• **Questions on the material**
[1] In the text on business distress, which sectors of the European economy did the coronavirus pandemic hit especially hard?
[2] Please output the text on business distress from "The coronavirus pandemic" to "an uncontrolled insolvency.".

When businesses are in distress, retaining top talent becomes extremely challenging. But without talent, sustaining performance or restarting growth becomes all the more difficult.


The coronavirus pandemic has wreaked havoc on key sectors of the European economy, particularly those facing consumers. As a result of this seismic disruption, many companies are left with their cash stretched thin and debt that cannot be fully serviced. For these companies, a debt restructuring may at some stage be necessary to ensure they survive. Regardless of loose financial covenants, companies need to be realistic and proactive in all matters, retaining control of the process and their destiny by acting while there is sufficient runway to implement a solution can reduce the risk of an uncontrolled insolvency.

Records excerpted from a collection
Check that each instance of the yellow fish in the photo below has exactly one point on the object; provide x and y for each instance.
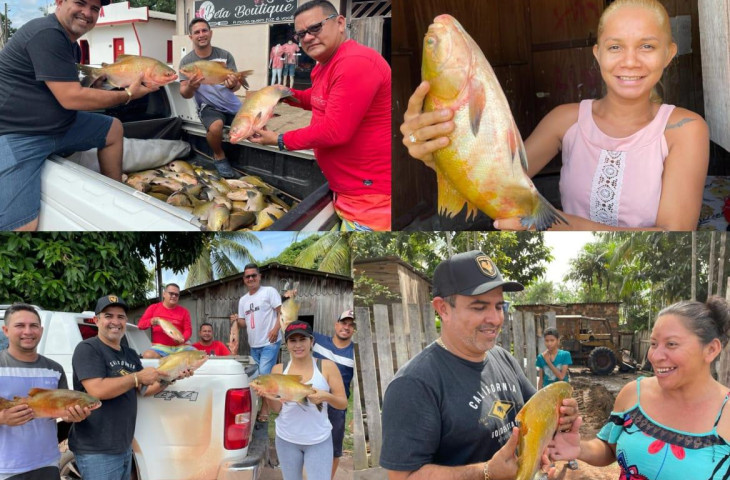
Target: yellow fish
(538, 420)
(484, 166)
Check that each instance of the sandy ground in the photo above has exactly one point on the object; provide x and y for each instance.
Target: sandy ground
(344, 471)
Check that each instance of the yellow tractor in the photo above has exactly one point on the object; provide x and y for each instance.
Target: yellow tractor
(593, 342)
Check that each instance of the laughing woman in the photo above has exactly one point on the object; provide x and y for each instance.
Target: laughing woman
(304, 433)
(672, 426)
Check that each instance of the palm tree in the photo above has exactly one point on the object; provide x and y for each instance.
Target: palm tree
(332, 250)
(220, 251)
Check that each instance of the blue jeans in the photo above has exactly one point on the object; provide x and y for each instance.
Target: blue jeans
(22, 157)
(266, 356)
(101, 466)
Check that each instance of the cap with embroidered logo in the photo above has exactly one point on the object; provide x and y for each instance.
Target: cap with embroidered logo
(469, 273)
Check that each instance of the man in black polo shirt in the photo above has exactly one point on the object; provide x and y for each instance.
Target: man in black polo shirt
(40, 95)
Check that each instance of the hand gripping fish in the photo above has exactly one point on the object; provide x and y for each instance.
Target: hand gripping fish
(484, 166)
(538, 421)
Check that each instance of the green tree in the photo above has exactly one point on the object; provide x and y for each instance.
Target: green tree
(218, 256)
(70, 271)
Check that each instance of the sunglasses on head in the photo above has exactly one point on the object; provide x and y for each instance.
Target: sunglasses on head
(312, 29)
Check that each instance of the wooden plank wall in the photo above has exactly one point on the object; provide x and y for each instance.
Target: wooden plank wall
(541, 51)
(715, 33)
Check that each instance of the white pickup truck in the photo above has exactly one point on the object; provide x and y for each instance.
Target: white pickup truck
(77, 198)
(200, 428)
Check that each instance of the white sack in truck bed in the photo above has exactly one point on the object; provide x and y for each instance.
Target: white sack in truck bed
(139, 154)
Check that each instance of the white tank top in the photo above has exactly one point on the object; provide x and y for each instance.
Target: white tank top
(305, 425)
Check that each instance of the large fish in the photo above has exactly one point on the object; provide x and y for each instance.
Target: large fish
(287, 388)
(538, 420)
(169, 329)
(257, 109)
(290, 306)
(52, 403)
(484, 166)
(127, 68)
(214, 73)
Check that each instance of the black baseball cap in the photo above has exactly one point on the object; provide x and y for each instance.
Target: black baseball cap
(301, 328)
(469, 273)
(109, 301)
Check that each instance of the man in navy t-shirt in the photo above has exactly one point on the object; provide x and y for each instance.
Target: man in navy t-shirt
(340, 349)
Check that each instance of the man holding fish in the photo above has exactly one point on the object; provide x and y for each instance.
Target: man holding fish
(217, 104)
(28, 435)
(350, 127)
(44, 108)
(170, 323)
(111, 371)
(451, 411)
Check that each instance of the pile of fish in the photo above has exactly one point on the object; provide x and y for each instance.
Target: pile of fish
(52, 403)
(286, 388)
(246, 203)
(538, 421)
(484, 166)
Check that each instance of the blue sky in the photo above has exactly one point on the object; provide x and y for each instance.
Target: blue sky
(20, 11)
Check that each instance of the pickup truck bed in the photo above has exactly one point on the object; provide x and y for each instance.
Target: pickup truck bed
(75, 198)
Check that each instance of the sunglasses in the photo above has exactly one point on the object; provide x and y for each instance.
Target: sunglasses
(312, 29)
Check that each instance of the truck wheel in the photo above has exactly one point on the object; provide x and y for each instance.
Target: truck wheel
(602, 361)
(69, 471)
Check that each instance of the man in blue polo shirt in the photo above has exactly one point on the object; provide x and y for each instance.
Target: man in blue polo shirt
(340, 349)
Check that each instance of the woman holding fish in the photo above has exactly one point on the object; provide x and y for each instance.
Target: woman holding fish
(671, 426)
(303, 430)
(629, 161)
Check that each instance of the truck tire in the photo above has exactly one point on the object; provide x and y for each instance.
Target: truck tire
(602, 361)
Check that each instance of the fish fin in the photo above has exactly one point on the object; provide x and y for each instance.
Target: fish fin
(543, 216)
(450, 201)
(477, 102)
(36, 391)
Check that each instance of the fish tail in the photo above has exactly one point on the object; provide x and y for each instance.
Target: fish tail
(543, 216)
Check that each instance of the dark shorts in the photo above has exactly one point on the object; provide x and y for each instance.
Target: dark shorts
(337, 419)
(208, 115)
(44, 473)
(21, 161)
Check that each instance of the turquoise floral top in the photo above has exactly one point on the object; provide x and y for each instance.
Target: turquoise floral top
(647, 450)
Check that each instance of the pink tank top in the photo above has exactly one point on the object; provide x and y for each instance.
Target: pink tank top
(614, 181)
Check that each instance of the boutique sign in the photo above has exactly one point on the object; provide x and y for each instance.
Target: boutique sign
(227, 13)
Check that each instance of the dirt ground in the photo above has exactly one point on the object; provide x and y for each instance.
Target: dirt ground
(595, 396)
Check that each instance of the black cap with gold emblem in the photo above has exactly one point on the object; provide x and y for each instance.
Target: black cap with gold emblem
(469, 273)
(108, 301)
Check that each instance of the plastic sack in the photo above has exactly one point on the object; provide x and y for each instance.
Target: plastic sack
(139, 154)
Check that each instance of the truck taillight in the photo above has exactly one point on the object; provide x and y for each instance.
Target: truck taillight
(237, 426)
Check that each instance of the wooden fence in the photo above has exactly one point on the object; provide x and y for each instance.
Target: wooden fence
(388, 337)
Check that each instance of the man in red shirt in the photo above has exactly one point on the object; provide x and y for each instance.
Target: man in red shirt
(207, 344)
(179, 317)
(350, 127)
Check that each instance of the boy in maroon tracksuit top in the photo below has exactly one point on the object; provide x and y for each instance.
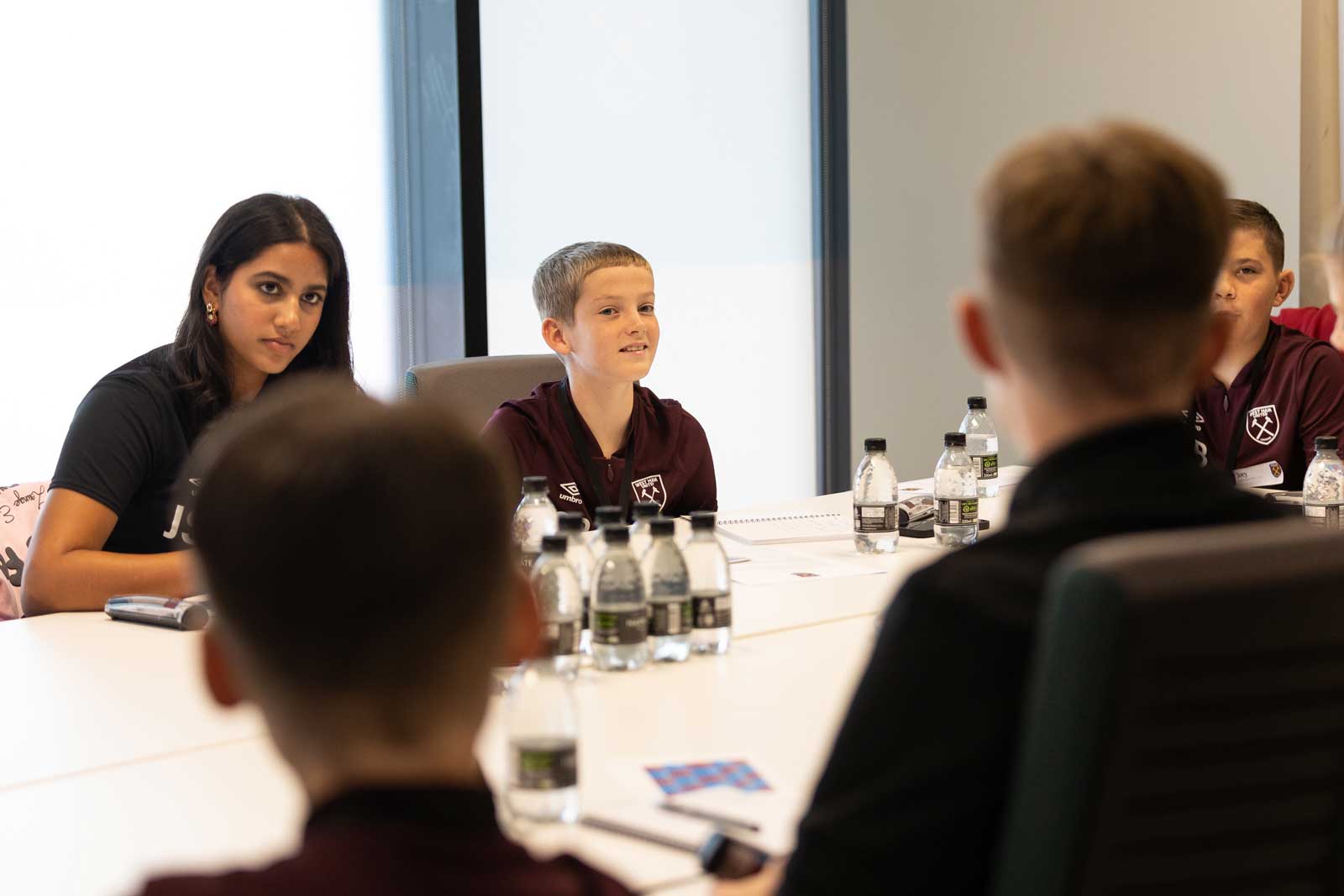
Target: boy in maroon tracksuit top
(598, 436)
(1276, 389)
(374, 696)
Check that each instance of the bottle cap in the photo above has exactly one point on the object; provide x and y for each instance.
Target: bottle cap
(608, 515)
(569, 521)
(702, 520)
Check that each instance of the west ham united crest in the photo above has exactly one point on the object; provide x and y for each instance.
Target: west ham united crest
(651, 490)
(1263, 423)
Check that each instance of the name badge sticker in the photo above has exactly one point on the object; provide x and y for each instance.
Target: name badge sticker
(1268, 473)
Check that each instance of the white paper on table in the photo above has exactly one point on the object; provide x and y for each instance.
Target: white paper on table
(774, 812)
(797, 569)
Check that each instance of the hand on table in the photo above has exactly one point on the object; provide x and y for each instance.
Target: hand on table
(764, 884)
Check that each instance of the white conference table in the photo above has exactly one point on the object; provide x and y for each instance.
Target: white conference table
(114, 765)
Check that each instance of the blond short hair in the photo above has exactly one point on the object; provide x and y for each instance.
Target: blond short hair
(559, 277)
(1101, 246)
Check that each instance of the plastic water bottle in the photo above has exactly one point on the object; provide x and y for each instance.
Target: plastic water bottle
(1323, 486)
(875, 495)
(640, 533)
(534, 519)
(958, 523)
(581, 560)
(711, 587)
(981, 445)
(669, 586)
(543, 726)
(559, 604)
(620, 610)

• **Written answers**
[1] Key sectors facing consumers.

[2]
The coronavirus pandemic has wreaked havoc on key sectors of the European economy, particularly those facing consumers. As a result of this seismic disruption, many companies are left with their cash stretched thin and debt that cannot be fully serviced. For these companies, a debt restructuring may at some stage be necessary to ensure they survive. Regardless of loose financial covenants, companies need to be realistic and proactive in all matters, retaining control of the process and their destiny by acting while there is sufficient runway to implement a solution can reduce the risk of an uncontrolled insolvency.